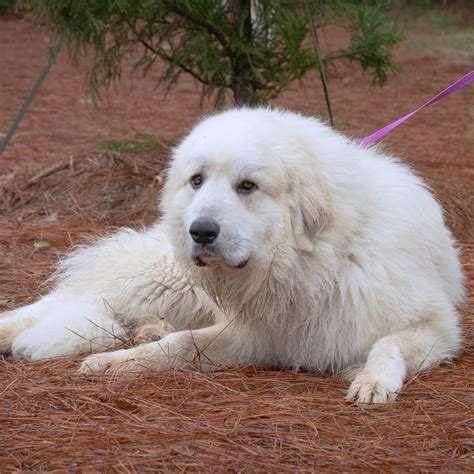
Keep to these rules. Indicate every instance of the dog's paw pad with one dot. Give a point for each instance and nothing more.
(108, 363)
(95, 364)
(368, 389)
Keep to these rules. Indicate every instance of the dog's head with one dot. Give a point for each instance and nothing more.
(243, 188)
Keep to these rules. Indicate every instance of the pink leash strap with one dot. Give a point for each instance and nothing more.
(469, 77)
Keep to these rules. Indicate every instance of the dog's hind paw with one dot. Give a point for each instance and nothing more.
(10, 328)
(369, 389)
(110, 363)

________________________________________

**Short problem:** Can you copy the records above word for word, leaving out the pictures?

**The response:**
Keep to these rules. Indicate every instance of the dog's paw pad with one dot. Give a point for each instance and nothing more.
(108, 363)
(95, 364)
(368, 389)
Keep to these rules. Indicate every instance of the dog's head with one dot. Give a point for each instance and nothing more.
(243, 188)
Keep to these rules. Indicate every instance of the pink leash strap with one dot. Give a point for each instance and nothing more.
(469, 77)
Keep to these rules. Indicate every instance of the dog's hind paw with one dot. Give a point for each instance and nothing more.
(10, 328)
(369, 389)
(110, 363)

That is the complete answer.